_Consigna_
Reproduzca literalmente la parte del fragmento sobre el atentado de Munich de 1972 que va desde "Cuando todo terminó, a" hasta "la gente común.".

_Fragmento_
---*---
Cuando todo terminó, a la una y media de la mañana del 6 de septiembre de 1972, en las pistas de la base aérea de Fürstenfeldbruck, en Munich; cuando ya había cesado el estruendo de las explosiones, se había disipado el humo de las granadas y de los disparos, cuando ya el picante aroma de la cordita se mezclaba con el herrumbroso olor de la sangre derramada, cuando ya era tarde para todo, once atletas israelíes yacían asesinados, cinco de los ocho secuestradores que los habían mantenido cautivos y rehenes habían sido muertos por la policía alemana, que también había perdido a uno sus hombres en un fracasado y desastroso operativo de rescate; y para entonces, el terrorismo internacional había logrado su gran victoria de la década: se había instalado en el living de casa, a la vuelta de la esquina, mezclado con la gente común.
Ya nada sería igual. Y nada fue igual. Si el terrorismo había sido capaz de ensangrentar los Juegos Olímpicos, de terminar con la tradición griega de frenar todas las guerras cada cuatro años para consagrar un pedazo de vida al deporte, es que ya todo colgaba del hilo delgado de la libertad condicional. Aquel de 1972 era un mundo todavía casi ingenuo frente a ciertas formas de terrorismo. Y Munich iba a terminar para siempre con aquella inocencia.
El 5 de septiembre, en plenos Juegos Olímpicos de la XX Olimpíada que se celebraban nada menos que en la ciudad bávara en la que Adolfo Hitler había complotado contra Europa, un comando terrorista conocido como Septiembre Negro, una jirón de la Organización para la Liberación de Palestina (OLP), liderada entonces por Yasir Arafat, tomó por asalto el sector de la villa olímpica que albergaba a la delegación deportiva de Israel, convirtió en sus rehenes a once atletas, mató a dos en el operativo inicial y exigió la liberación de 234 prisioneros palestinos en cárceles israelíes y que Alemania liberara a Andreas Baader y Ulrike Meinhoff, fundadores de la alemana Facción Ejército Rojo, conocida luego como la banda Baader-Meinhoff.
---*---
_Registros de anotación de formas_
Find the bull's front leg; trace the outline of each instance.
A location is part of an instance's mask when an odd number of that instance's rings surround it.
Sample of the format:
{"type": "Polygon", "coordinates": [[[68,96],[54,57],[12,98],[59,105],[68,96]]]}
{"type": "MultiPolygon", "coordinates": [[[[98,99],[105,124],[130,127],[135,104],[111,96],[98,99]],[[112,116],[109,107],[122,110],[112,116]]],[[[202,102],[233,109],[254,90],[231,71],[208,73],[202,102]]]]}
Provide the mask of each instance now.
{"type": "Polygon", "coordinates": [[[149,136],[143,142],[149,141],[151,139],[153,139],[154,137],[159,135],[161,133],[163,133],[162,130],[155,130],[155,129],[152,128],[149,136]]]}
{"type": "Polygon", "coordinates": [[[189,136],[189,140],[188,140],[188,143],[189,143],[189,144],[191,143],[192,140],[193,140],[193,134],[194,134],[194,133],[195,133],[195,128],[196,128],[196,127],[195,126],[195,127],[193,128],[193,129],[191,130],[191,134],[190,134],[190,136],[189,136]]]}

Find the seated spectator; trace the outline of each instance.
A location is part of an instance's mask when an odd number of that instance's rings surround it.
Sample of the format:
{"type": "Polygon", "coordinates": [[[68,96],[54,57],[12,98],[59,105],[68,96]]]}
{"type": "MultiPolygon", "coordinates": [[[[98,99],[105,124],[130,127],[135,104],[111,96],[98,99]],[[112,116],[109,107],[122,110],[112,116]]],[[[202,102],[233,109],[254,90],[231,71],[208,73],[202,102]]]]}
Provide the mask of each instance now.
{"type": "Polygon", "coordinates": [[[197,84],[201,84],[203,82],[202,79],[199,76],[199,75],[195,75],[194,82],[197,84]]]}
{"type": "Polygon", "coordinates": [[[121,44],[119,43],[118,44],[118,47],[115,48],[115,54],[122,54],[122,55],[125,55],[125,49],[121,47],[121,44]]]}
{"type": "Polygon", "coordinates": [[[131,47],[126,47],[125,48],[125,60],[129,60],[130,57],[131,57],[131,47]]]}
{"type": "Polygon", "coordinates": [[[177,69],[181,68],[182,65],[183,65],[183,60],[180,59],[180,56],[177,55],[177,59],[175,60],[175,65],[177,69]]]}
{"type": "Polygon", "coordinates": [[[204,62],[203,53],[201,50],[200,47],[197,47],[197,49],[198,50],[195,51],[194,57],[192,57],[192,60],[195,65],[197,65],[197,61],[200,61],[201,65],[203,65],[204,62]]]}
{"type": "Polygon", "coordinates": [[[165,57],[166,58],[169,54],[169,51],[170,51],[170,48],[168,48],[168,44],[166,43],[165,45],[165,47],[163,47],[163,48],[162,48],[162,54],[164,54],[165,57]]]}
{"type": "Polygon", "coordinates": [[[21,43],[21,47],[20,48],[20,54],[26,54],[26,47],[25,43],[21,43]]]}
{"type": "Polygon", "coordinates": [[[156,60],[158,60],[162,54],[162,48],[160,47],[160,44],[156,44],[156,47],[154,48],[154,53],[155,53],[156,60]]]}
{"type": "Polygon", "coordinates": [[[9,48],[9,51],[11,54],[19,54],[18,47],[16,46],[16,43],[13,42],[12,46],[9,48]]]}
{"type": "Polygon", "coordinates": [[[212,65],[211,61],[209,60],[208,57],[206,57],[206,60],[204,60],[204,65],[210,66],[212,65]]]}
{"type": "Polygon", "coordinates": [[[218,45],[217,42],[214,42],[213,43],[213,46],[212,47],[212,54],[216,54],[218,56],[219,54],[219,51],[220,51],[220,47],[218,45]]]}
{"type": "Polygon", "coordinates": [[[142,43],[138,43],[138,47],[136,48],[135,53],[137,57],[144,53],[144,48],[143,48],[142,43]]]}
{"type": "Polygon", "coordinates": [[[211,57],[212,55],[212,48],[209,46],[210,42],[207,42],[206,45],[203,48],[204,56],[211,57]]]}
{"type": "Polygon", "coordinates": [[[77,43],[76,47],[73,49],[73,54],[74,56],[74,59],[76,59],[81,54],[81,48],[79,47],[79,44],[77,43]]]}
---*---
_Resultado_
Cuando todo terminó, a la una y media de la mañana del 6 de septiembre de 1972, en las pistas de la base aérea de Fürstenfeldbruck, en Munich; cuando ya había cesado el estruendo de las explosiones, se había disipado el humo de las granadas y de los disparos, cuando ya el picante aroma de la cordita se mezclaba con el herrumbroso olor de la sangre derramada, cuando ya era tarde para todo, once atletas israelíes yacían asesinados, cinco de los ocho secuestradores que los habían mantenido cautivos y rehenes habían sido muertos por la policía alemana, que también había perdido a uno sus hombres en un fracasado y desastroso operativo de rescate; y para entonces, el terrorismo internacional había logrado su gran victoria de la década: se había instalado en el living de casa, a la vuelta de la esquina, mezclado con la gente común.